Nothing outside the range below should be printed. Output exactly the lines from the line with "Emit one marker per instance in this form: [(427, 160)]." to the line with "Emit one marker per instance in this form: [(587, 311)].", both included.

== TASK INPUTS

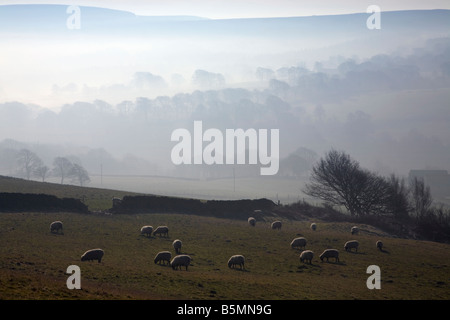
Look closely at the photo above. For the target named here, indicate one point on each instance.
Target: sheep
(380, 245)
(163, 256)
(55, 226)
(236, 260)
(298, 242)
(182, 260)
(330, 253)
(349, 245)
(93, 254)
(161, 230)
(177, 246)
(306, 255)
(147, 230)
(276, 225)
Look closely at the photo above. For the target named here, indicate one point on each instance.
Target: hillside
(95, 198)
(33, 261)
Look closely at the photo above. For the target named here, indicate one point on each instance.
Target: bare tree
(339, 180)
(42, 172)
(421, 197)
(80, 174)
(28, 161)
(398, 202)
(62, 167)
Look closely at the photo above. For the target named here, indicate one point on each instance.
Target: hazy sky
(219, 9)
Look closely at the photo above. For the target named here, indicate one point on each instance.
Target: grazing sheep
(163, 256)
(55, 226)
(236, 260)
(298, 242)
(177, 245)
(380, 245)
(330, 253)
(355, 230)
(179, 261)
(93, 254)
(276, 225)
(349, 245)
(147, 230)
(161, 230)
(306, 255)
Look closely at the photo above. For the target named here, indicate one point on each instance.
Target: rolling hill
(33, 261)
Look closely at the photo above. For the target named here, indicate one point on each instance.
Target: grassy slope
(33, 261)
(94, 198)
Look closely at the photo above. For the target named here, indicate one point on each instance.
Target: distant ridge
(52, 18)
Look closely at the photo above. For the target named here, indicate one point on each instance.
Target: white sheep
(306, 255)
(55, 226)
(330, 253)
(182, 260)
(352, 244)
(163, 256)
(177, 245)
(147, 230)
(236, 260)
(298, 242)
(93, 254)
(380, 245)
(276, 225)
(161, 230)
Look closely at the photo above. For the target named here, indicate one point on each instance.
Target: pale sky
(222, 9)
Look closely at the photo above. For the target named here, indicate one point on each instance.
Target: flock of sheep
(184, 260)
(307, 255)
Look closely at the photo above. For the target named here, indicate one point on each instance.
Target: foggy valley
(109, 95)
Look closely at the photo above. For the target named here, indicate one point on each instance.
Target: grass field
(33, 261)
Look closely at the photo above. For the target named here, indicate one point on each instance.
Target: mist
(111, 93)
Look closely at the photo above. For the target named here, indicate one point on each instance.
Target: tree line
(30, 165)
(339, 180)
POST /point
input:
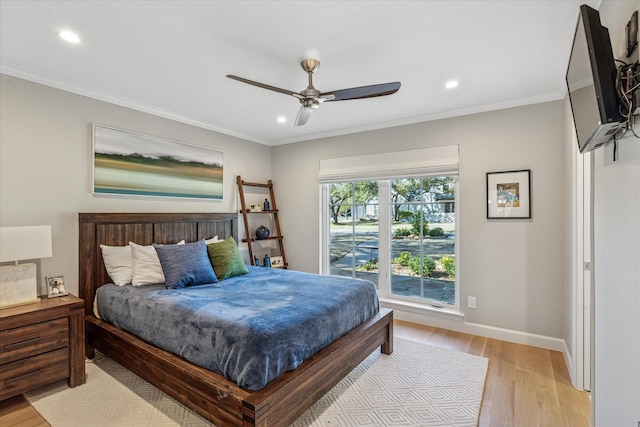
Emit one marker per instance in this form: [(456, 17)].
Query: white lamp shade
[(20, 243)]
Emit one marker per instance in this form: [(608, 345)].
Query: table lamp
[(18, 282)]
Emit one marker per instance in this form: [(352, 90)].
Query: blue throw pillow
[(186, 265)]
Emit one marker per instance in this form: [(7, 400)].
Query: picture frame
[(277, 262), (509, 194), (132, 164), (55, 286)]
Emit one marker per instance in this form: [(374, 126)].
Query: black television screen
[(591, 81)]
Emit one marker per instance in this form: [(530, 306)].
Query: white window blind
[(396, 164)]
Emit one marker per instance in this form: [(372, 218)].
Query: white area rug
[(418, 385)]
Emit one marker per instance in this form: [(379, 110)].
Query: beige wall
[(515, 269), (46, 156)]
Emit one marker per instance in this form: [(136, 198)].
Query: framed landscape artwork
[(132, 164), (509, 194)]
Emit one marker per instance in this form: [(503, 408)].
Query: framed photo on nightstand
[(55, 286)]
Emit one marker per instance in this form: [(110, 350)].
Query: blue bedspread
[(248, 328)]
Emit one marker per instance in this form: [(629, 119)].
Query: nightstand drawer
[(27, 374), (18, 343)]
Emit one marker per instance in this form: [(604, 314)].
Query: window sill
[(446, 312)]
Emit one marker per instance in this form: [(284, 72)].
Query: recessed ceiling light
[(70, 36)]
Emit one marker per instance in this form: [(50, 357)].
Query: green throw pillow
[(226, 259)]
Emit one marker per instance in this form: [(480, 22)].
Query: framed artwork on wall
[(509, 194), (55, 286), (133, 164)]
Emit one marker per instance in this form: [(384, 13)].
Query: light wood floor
[(526, 386)]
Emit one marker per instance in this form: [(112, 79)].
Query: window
[(399, 234), (391, 218)]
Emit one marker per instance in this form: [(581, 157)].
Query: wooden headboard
[(118, 229)]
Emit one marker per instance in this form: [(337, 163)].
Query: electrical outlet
[(471, 303)]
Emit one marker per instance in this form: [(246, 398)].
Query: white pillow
[(146, 265), (119, 263)]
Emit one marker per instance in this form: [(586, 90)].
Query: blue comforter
[(248, 328)]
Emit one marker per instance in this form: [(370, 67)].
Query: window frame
[(384, 241)]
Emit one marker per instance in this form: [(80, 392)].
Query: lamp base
[(18, 284)]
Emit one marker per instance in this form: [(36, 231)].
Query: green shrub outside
[(402, 259), (436, 232), (429, 266), (449, 264), (415, 224), (402, 232)]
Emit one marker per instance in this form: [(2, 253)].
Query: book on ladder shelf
[(265, 209)]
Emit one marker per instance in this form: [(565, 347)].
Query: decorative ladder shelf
[(249, 237)]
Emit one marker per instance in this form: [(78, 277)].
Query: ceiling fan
[(311, 98)]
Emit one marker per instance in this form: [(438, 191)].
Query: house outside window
[(415, 258)]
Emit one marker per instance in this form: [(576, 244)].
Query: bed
[(211, 395)]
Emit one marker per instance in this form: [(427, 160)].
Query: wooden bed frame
[(209, 394)]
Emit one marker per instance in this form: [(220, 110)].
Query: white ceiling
[(170, 58)]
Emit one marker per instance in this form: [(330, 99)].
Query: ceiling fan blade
[(303, 115), (370, 91), (265, 86)]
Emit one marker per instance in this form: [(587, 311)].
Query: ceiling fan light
[(69, 36), (451, 84)]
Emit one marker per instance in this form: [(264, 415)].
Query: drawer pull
[(21, 344), (19, 377)]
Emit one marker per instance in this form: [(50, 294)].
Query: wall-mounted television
[(591, 81)]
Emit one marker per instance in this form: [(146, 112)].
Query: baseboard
[(550, 343)]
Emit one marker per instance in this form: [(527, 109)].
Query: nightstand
[(40, 343)]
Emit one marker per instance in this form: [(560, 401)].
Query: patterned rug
[(418, 385)]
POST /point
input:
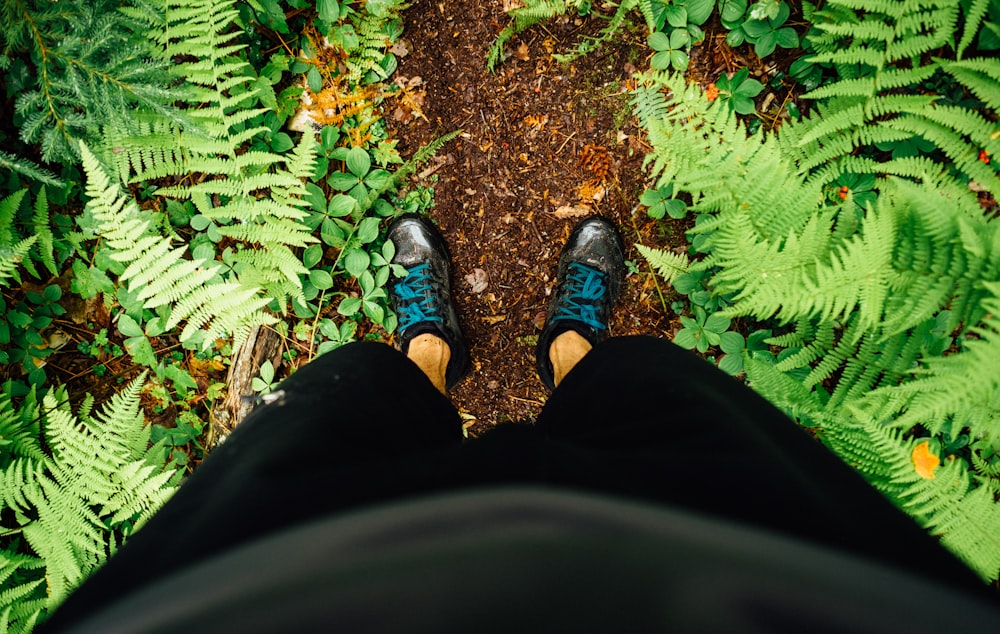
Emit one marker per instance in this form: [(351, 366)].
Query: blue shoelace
[(586, 287), (418, 303)]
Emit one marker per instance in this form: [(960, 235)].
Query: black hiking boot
[(422, 299), (591, 272)]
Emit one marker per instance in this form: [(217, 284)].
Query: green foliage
[(89, 63), (537, 11), (884, 54), (886, 310), (739, 91), (74, 487), (159, 275), (26, 318)]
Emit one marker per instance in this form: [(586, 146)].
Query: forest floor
[(543, 144)]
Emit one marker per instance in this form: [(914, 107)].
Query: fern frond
[(980, 75), (668, 265), (533, 12), (159, 274)]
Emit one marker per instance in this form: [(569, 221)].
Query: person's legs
[(640, 416), (357, 425)]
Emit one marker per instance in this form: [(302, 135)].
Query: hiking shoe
[(591, 272), (422, 299)]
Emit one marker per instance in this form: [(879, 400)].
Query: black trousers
[(637, 418)]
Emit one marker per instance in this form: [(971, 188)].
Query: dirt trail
[(542, 143)]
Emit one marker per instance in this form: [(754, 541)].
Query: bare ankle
[(431, 354), (565, 352)]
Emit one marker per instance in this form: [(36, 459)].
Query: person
[(652, 493)]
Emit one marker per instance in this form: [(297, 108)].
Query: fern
[(668, 265), (254, 197), (591, 44), (19, 251), (69, 511), (865, 297), (93, 65), (882, 52), (533, 12)]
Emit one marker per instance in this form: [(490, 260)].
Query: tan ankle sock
[(565, 352), (431, 354)]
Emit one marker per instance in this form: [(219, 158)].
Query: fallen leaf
[(400, 48), (572, 211), (924, 461), (592, 191), (478, 280)]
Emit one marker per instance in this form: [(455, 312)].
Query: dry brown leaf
[(478, 280), (536, 122), (592, 191), (572, 211), (924, 462)]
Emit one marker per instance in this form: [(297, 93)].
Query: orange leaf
[(924, 461)]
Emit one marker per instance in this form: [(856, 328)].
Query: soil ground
[(543, 144)]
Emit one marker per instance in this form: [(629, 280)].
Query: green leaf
[(312, 255), (342, 205), (732, 10), (676, 209), (350, 306), (356, 262), (743, 105), (659, 41), (685, 338), (765, 45), (52, 293), (685, 283), (321, 279), (679, 60), (368, 230), (329, 10), (342, 181), (129, 327), (375, 312), (699, 10), (756, 28), (281, 142), (749, 88), (267, 371), (358, 161), (732, 342), (717, 323), (661, 60), (731, 364), (329, 137), (141, 350), (676, 16), (787, 37), (332, 234), (200, 222)]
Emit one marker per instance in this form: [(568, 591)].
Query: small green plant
[(75, 487), (739, 91), (264, 382)]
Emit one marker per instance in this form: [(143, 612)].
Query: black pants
[(638, 418)]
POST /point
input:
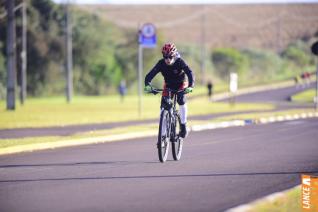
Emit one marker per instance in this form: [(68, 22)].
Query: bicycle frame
[(168, 125)]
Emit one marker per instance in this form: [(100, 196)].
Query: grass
[(306, 96), (256, 116), (54, 111), (290, 201)]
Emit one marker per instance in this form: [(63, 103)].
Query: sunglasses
[(168, 57)]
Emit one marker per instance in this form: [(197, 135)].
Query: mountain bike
[(169, 126)]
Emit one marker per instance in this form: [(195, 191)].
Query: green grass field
[(290, 201), (54, 111)]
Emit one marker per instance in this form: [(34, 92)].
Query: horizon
[(152, 2)]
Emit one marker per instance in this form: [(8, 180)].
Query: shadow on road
[(161, 176), (76, 164)]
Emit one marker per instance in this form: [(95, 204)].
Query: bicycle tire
[(163, 136), (177, 143)]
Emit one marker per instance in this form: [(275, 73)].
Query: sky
[(184, 1)]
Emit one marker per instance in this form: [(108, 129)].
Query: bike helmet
[(169, 49)]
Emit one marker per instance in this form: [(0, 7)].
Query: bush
[(298, 53), (263, 64), (227, 60)]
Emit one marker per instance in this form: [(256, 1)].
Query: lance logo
[(309, 193)]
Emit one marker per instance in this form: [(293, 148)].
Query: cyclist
[(173, 68)]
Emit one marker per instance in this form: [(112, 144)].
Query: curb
[(245, 122), (268, 198), (133, 135)]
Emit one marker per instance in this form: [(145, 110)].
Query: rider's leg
[(183, 115)]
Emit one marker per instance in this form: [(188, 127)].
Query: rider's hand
[(147, 89), (188, 90)]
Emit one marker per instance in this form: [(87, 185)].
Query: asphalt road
[(219, 169)]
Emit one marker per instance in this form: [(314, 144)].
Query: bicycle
[(169, 125)]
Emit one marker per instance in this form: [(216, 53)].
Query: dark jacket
[(174, 75)]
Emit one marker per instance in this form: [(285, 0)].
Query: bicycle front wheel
[(177, 142), (163, 136)]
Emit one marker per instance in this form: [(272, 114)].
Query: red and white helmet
[(169, 49)]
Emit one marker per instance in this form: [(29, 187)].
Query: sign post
[(233, 86), (147, 39), (314, 49)]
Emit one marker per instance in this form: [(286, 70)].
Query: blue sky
[(184, 1)]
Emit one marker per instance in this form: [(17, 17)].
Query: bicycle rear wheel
[(177, 143), (163, 136)]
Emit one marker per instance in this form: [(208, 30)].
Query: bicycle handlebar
[(158, 90)]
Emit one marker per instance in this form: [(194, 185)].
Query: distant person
[(210, 89), (297, 81), (305, 76), (122, 89), (173, 69)]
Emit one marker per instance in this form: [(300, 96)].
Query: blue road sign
[(147, 36)]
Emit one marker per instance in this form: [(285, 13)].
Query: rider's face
[(169, 60)]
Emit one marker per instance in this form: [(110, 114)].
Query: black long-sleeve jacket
[(174, 75)]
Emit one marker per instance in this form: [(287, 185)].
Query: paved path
[(278, 97), (219, 169)]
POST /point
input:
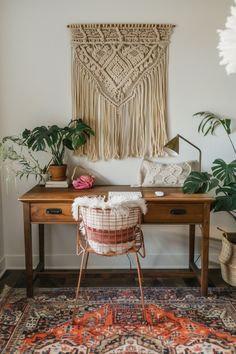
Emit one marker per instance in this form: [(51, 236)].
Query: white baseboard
[(71, 261), (2, 266)]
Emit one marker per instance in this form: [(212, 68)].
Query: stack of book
[(57, 184)]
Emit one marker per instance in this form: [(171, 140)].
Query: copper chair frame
[(84, 249)]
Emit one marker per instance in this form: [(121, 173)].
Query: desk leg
[(28, 250), (41, 246), (205, 250), (191, 244)]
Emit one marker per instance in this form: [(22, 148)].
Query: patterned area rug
[(110, 320)]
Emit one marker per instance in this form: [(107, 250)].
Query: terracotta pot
[(57, 173)]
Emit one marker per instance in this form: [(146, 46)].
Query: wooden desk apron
[(53, 206)]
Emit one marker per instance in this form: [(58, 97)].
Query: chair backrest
[(111, 231)]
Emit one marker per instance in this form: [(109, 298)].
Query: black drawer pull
[(178, 211), (53, 211)]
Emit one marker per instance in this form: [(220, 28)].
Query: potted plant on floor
[(222, 178), (222, 181), (55, 140)]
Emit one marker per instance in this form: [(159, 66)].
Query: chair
[(108, 229)]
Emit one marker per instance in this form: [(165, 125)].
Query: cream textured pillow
[(165, 174)]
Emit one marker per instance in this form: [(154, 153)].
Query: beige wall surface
[(35, 67)]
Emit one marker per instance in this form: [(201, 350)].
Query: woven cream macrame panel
[(119, 87)]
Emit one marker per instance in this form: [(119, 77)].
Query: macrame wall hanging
[(119, 87)]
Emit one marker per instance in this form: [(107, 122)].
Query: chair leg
[(86, 260), (140, 284), (78, 284)]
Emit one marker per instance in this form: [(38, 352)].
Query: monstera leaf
[(211, 121), (199, 182)]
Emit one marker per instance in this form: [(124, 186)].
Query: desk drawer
[(51, 212), (174, 213)]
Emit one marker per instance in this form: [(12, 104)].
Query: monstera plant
[(55, 140), (222, 177)]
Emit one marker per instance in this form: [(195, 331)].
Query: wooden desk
[(53, 206)]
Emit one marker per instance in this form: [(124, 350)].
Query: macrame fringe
[(136, 129)]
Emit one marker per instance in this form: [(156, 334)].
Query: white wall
[(35, 89)]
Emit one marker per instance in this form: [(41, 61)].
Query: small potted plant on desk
[(55, 139), (221, 180)]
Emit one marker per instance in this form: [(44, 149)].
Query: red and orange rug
[(110, 320)]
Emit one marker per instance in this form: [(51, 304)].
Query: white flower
[(227, 44)]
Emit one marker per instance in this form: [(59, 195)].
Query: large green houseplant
[(55, 140), (50, 139), (222, 177), (17, 160)]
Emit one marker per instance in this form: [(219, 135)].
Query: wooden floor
[(16, 278)]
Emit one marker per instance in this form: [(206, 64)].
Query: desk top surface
[(171, 194)]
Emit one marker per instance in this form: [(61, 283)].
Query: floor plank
[(16, 278)]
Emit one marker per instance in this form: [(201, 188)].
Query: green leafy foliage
[(18, 152), (55, 139), (222, 179), (211, 121)]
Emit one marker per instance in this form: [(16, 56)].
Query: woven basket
[(108, 233), (227, 258)]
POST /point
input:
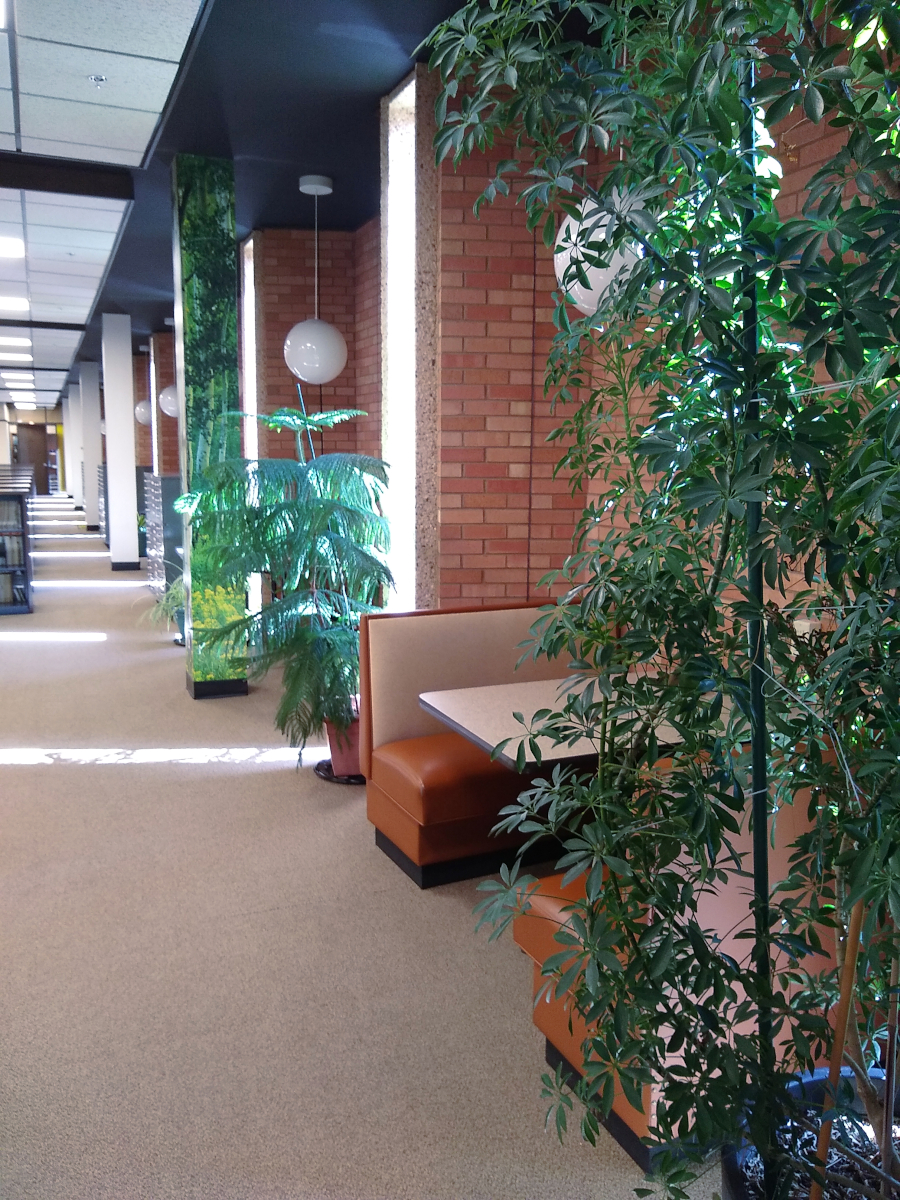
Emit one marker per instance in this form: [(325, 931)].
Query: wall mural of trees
[(207, 292)]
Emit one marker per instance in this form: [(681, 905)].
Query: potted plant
[(312, 527), (730, 412)]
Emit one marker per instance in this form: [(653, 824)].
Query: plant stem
[(851, 949), (887, 1133)]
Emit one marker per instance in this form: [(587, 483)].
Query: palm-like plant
[(312, 527)]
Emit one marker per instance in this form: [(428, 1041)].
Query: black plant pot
[(813, 1090)]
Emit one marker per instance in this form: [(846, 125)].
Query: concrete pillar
[(155, 414), (91, 441), (119, 407), (75, 465), (5, 445)]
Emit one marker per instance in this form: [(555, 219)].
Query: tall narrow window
[(400, 349)]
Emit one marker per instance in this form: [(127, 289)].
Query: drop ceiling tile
[(48, 238), (46, 280), (76, 150), (47, 69), (66, 293), (153, 28), (54, 347), (61, 216), (49, 379), (7, 118), (43, 256), (95, 203), (69, 265), (12, 270), (88, 125)]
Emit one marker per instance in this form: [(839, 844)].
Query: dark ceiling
[(283, 88)]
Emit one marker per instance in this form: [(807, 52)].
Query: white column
[(75, 465), (119, 407), (91, 443), (5, 447)]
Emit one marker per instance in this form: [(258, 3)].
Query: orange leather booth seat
[(437, 797), (432, 795), (558, 1019)]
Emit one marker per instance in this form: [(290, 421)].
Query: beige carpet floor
[(213, 984)]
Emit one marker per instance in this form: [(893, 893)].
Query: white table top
[(484, 715)]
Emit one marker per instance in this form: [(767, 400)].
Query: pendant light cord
[(316, 208)]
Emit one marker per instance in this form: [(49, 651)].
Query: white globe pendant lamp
[(570, 238), (168, 400), (316, 351)]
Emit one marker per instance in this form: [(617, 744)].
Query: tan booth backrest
[(403, 654)]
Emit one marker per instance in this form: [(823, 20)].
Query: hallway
[(214, 985)]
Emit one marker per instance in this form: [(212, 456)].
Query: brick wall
[(143, 439), (367, 341), (163, 358), (285, 268), (504, 520)]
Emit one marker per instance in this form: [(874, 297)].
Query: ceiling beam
[(69, 177), (9, 323)]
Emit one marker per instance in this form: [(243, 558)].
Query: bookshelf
[(17, 485)]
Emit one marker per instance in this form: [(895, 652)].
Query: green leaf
[(814, 105)]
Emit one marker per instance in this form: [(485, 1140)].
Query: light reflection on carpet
[(198, 756)]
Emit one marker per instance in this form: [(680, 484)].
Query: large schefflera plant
[(731, 413)]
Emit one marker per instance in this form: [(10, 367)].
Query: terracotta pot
[(345, 749)]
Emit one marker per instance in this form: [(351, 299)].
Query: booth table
[(484, 715)]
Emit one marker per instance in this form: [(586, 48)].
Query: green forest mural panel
[(207, 261)]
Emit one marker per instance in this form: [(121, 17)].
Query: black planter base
[(215, 689), (325, 771)]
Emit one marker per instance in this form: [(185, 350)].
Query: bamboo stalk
[(887, 1133), (840, 1035)]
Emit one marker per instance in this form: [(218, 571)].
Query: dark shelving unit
[(17, 484)]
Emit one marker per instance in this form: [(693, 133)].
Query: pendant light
[(316, 351)]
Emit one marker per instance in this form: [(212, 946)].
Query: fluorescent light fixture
[(12, 247), (89, 583), (196, 756), (35, 636)]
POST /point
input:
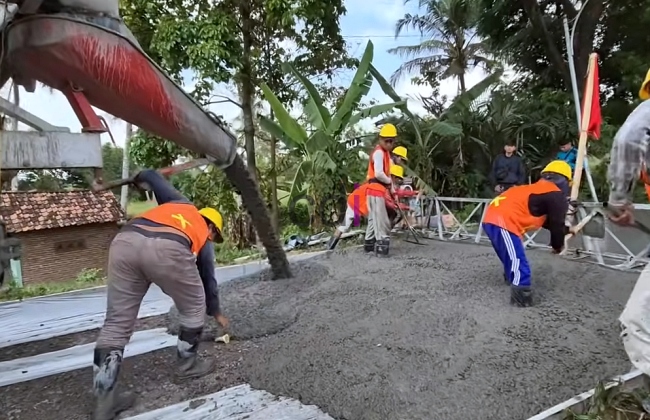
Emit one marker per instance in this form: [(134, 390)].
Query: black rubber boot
[(381, 247), (108, 401), (521, 296), (190, 365), (333, 242)]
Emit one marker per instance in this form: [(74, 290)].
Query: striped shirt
[(629, 153)]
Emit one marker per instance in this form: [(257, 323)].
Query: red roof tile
[(24, 211)]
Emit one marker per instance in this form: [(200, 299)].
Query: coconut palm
[(450, 47)]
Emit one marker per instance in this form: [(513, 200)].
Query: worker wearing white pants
[(379, 183), (358, 207), (378, 221)]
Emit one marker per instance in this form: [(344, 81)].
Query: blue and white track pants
[(510, 250)]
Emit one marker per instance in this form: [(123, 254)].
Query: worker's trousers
[(378, 221), (349, 219), (510, 250), (134, 262)]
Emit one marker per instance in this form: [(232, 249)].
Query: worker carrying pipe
[(171, 246), (357, 207), (378, 230), (523, 208)]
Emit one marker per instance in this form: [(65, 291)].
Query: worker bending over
[(171, 246), (378, 230), (523, 208), (358, 207)]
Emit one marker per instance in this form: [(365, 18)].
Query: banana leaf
[(373, 111), (316, 112), (359, 87)]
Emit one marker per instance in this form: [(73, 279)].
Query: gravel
[(427, 333)]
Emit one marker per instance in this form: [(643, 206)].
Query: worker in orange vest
[(378, 231), (357, 206), (399, 155), (171, 246), (524, 208)]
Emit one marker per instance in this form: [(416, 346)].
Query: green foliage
[(450, 49), (324, 151), (90, 277)]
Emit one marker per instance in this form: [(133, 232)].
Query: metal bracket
[(28, 118), (50, 150)]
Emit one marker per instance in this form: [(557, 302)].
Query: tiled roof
[(24, 211)]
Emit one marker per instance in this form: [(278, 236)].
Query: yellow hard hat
[(388, 131), (397, 171), (400, 151), (644, 92), (214, 216), (559, 167)]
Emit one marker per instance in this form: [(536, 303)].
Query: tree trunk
[(247, 89), (275, 208), (243, 180)]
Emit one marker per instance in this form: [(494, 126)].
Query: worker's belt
[(376, 181), (158, 231)]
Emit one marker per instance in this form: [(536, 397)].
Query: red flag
[(592, 90)]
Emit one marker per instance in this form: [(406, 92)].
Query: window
[(67, 246)]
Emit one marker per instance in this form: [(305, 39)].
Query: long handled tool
[(167, 172), (637, 225), (411, 229)]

====

ANSWER SPACE »
Emit one marker per instance in this form: [(427, 160)].
Query: wooden bed frame
[(209, 394)]
Emit one marker per instance in this form: [(220, 110)].
Query: white ceiling
[(170, 58)]
Emit one marker per instance in this form: [(330, 99)].
Query: ceiling fan blade
[(303, 115), (370, 91), (265, 86)]
Emit one marker per instance in this form: [(587, 311)].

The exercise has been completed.